=== Exercise task ===
Gather every line of the material below that contains the string "siding", with case counting.

# Start of Supplied records

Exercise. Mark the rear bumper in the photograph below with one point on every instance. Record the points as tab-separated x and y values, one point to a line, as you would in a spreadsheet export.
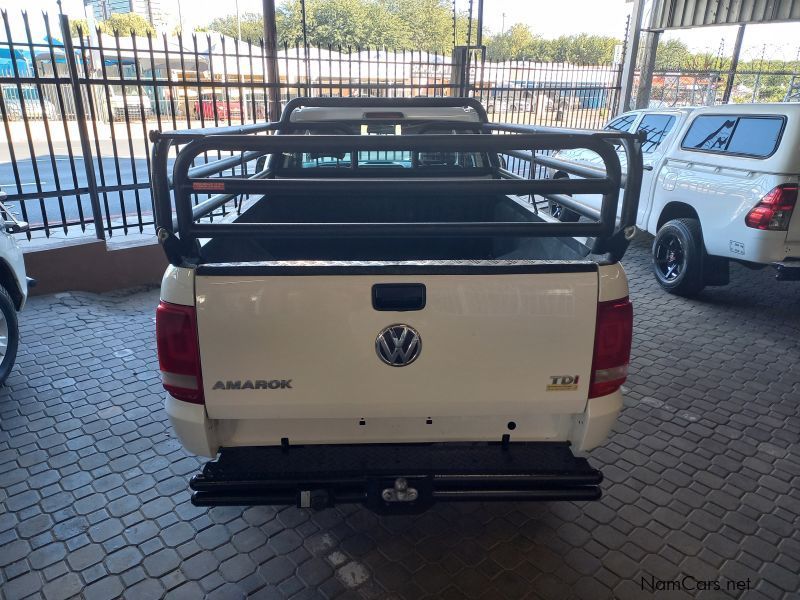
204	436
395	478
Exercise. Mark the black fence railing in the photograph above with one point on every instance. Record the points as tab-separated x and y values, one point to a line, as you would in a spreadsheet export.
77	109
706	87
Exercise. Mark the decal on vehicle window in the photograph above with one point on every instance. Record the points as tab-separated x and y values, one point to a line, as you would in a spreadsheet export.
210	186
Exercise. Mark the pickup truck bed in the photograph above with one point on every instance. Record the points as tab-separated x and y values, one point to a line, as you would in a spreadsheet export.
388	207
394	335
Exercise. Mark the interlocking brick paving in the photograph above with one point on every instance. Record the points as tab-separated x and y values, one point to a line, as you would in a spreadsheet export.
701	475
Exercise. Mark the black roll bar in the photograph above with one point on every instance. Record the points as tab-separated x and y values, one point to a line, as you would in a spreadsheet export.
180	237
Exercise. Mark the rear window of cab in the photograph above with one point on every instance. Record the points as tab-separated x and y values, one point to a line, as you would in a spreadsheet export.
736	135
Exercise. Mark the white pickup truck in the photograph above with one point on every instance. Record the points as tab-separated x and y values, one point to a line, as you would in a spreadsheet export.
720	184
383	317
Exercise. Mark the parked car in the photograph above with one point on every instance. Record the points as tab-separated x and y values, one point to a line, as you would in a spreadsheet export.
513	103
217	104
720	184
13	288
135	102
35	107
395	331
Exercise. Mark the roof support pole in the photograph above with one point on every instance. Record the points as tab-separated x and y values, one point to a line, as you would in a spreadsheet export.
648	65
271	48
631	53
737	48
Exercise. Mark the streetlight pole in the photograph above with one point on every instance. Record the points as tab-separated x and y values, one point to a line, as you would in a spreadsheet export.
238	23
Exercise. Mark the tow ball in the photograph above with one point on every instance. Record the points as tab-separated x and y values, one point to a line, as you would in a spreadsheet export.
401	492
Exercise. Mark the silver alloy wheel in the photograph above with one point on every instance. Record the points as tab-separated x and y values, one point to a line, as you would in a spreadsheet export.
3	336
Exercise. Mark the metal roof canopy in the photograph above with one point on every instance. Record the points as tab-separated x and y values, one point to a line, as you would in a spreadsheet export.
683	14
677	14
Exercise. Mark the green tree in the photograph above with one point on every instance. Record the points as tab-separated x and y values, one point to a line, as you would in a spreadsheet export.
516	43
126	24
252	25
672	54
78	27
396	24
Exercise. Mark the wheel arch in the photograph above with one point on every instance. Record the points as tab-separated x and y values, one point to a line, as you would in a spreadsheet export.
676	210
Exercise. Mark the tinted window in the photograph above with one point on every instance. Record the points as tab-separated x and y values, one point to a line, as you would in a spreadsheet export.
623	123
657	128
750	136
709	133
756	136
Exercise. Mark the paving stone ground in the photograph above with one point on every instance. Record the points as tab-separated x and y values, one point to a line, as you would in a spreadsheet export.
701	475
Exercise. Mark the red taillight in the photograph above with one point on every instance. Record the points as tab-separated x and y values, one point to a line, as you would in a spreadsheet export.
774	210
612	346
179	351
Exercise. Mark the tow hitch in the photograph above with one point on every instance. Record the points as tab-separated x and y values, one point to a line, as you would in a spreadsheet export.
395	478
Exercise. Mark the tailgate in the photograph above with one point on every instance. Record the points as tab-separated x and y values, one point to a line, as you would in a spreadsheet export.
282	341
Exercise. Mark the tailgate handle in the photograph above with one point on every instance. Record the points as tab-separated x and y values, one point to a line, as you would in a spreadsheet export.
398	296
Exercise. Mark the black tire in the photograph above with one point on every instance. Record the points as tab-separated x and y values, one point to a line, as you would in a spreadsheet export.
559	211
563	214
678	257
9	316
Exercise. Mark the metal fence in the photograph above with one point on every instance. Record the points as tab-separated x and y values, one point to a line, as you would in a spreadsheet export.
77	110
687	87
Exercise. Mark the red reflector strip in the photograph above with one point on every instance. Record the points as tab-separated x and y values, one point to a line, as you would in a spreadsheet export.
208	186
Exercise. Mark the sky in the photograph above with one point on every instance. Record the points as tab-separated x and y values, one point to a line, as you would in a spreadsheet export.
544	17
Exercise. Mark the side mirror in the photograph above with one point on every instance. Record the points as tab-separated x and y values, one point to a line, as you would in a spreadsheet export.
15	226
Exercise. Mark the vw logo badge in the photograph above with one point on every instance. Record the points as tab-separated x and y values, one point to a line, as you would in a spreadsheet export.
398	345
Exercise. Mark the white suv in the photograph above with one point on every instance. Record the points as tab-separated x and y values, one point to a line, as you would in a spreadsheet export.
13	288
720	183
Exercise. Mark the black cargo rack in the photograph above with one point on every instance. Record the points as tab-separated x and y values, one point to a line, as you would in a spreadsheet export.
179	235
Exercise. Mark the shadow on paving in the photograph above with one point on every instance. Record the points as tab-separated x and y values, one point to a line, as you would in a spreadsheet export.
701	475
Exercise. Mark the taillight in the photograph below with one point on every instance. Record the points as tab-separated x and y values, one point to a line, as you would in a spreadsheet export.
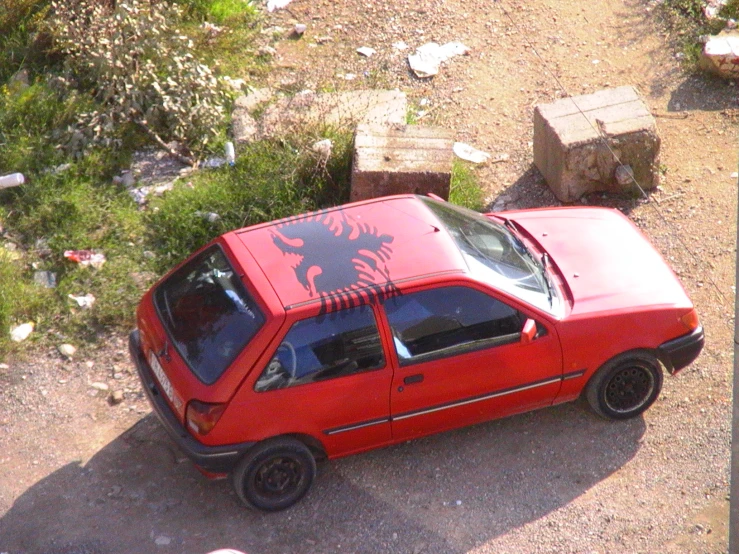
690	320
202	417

# End of Supplied records
# Start of Supplied records

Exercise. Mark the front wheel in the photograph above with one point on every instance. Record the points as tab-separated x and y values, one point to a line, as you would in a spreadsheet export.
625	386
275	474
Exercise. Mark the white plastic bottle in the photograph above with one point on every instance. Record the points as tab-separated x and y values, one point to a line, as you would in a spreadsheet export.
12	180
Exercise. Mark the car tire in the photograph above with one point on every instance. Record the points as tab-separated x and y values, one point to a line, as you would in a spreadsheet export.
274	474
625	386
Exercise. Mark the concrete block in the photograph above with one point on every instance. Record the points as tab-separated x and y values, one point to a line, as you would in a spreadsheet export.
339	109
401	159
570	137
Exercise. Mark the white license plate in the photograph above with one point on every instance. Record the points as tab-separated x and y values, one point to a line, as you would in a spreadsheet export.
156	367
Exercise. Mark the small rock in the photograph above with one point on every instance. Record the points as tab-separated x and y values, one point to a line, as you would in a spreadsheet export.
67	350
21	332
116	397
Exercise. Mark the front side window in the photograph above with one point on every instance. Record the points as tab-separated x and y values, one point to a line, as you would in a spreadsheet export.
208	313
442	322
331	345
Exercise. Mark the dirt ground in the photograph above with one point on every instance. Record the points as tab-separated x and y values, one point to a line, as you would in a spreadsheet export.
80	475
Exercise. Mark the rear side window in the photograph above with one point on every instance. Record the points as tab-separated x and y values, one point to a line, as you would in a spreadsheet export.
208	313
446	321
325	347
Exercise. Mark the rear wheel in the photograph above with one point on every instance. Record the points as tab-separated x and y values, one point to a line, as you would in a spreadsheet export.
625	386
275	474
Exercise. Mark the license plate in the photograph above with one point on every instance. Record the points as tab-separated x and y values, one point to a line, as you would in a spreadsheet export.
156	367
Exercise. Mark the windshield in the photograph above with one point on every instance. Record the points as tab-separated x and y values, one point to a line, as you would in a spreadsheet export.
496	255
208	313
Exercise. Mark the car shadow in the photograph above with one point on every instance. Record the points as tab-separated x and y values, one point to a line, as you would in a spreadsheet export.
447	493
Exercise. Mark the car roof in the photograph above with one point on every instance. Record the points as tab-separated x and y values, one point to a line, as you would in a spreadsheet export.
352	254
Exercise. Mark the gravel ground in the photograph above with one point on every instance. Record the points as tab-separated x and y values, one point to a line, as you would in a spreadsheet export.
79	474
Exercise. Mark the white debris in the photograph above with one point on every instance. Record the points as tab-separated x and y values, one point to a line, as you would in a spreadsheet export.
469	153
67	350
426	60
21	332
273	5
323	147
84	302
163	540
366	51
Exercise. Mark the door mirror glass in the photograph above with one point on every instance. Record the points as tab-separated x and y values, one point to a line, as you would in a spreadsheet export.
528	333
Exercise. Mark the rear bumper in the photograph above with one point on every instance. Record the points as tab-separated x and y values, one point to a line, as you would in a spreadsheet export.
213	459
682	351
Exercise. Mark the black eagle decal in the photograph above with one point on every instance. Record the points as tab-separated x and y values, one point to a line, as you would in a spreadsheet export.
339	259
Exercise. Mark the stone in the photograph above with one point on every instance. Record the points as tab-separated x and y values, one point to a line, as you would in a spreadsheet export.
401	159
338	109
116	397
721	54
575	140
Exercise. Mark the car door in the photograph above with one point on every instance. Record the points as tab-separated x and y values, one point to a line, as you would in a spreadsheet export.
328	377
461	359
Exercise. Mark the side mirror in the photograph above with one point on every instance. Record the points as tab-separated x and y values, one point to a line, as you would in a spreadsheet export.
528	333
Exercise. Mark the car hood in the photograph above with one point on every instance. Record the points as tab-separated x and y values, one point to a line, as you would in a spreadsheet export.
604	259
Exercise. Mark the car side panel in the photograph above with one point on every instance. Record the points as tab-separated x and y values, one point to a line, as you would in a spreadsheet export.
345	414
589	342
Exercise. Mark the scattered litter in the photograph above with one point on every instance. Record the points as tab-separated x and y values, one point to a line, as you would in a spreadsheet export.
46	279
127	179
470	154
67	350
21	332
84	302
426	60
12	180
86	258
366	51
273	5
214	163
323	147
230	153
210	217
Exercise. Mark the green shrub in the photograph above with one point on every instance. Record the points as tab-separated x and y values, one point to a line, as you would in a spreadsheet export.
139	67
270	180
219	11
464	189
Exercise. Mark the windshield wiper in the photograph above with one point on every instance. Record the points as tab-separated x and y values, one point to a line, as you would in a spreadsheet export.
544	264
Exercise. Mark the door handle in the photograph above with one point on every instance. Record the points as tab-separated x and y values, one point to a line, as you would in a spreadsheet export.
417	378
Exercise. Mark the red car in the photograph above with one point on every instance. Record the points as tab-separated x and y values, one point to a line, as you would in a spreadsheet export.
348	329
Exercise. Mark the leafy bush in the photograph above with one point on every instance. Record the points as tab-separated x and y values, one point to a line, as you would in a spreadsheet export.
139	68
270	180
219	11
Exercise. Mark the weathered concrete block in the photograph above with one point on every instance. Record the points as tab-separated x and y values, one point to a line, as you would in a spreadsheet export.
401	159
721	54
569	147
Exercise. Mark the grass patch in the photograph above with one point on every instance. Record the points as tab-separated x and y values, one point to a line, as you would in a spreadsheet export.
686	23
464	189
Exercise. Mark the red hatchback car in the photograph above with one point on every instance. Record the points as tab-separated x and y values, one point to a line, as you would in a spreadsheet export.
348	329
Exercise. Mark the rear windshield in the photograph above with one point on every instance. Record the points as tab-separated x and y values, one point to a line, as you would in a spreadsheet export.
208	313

# End of Supplied records
# Start of Supplied records

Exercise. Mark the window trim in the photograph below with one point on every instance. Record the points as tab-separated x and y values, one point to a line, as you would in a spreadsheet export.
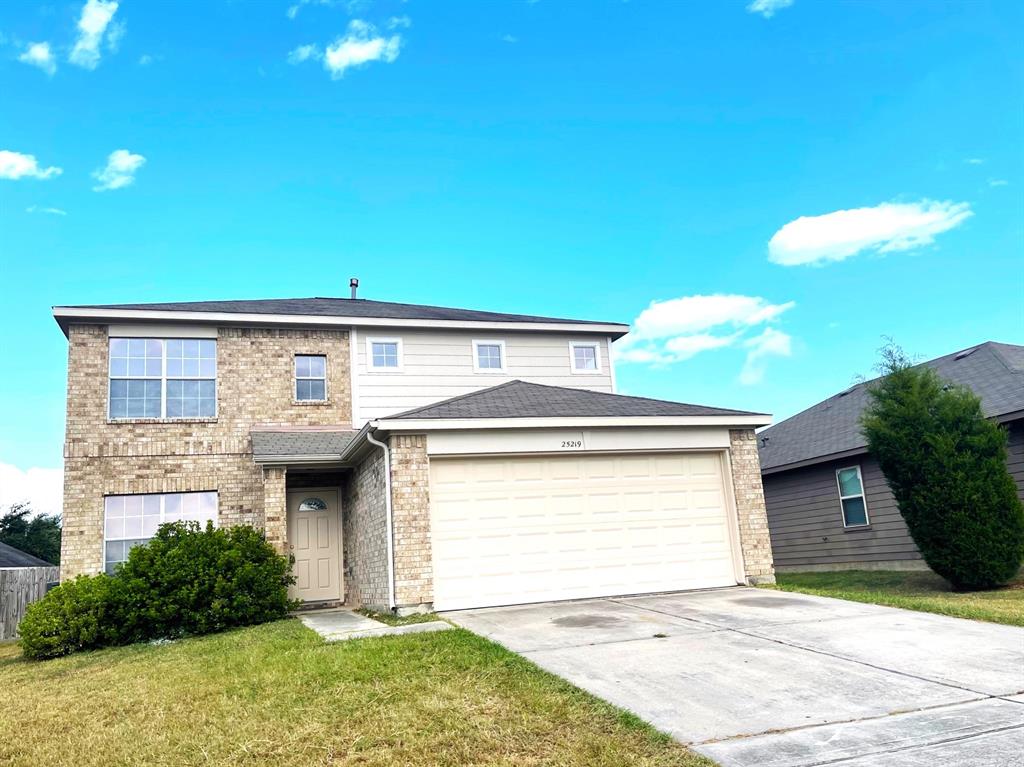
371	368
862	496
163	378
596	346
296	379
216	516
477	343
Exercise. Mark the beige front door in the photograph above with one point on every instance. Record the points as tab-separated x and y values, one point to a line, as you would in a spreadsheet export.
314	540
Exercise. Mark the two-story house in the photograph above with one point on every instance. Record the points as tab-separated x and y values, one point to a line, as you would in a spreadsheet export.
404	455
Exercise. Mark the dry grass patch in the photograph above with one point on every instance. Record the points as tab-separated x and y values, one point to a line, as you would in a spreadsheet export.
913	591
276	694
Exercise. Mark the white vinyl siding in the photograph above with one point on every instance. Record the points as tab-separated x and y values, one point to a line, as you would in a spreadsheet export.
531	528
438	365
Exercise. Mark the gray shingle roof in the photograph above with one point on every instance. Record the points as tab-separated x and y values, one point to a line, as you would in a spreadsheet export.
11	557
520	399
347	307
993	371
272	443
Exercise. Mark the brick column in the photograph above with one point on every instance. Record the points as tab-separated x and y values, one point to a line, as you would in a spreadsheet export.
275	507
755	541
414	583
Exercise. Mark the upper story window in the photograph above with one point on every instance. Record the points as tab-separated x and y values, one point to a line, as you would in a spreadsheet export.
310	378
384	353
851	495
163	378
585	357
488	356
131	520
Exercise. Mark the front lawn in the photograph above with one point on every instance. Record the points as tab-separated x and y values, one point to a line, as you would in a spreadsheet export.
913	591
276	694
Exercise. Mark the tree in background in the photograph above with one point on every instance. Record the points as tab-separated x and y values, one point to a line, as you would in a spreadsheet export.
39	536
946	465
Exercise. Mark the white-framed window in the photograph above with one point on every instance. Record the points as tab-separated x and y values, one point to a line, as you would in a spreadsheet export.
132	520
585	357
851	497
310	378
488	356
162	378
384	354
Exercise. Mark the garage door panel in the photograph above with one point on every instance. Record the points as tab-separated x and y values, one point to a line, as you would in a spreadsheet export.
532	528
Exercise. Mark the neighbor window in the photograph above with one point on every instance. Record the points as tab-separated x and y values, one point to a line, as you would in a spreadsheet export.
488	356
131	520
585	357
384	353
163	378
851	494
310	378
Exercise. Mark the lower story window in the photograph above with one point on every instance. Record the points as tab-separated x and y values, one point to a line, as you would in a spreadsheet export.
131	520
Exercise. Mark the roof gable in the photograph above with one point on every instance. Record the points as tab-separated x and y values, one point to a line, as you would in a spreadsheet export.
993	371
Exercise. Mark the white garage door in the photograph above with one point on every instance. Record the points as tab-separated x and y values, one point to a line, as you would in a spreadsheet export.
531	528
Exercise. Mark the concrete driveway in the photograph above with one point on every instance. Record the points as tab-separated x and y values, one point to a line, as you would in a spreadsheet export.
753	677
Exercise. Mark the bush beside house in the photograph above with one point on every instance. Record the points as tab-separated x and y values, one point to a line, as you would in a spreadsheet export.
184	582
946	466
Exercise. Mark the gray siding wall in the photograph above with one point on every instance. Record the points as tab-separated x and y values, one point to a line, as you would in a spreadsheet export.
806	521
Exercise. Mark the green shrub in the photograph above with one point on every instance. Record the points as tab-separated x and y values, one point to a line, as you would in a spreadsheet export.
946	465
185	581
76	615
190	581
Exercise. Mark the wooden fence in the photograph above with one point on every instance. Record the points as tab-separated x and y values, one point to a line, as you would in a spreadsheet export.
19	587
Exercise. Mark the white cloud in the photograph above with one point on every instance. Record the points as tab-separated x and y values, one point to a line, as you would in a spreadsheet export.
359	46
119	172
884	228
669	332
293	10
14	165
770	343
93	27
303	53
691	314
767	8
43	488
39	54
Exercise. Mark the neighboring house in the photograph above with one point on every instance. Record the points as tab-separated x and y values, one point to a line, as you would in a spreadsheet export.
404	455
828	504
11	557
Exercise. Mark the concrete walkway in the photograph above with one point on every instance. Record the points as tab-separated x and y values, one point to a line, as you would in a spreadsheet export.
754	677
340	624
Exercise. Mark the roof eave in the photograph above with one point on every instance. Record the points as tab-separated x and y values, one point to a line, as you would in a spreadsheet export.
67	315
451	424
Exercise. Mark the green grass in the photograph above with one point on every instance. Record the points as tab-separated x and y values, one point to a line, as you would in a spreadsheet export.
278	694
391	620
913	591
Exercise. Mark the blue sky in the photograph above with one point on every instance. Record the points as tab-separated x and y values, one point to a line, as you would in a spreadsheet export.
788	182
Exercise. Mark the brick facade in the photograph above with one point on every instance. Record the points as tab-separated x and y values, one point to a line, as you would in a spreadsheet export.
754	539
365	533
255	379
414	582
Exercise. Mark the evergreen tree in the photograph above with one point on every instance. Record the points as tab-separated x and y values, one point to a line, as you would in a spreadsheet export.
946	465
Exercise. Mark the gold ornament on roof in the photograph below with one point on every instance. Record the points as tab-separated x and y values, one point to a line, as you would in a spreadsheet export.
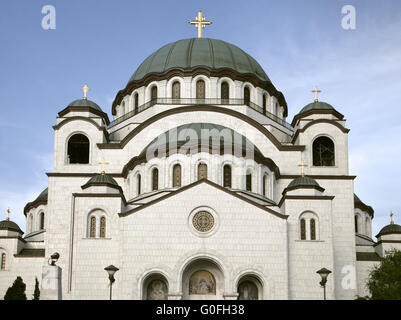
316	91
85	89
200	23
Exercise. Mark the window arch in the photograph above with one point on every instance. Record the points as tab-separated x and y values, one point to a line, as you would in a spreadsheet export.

# End of Supplied records

=== The response ===
Exercise. Mark the white vinyl siding in the photograph above with one point on every instance. Record the points as tab-separated x and y values, one point to a line, as you would in a spreadsheet export.
Exercise. Mark the gray siding wall in the photograph above with one point on every instance. Record the points as tab-separated x and y values, one point to a line, as you would in a spreadsheet export.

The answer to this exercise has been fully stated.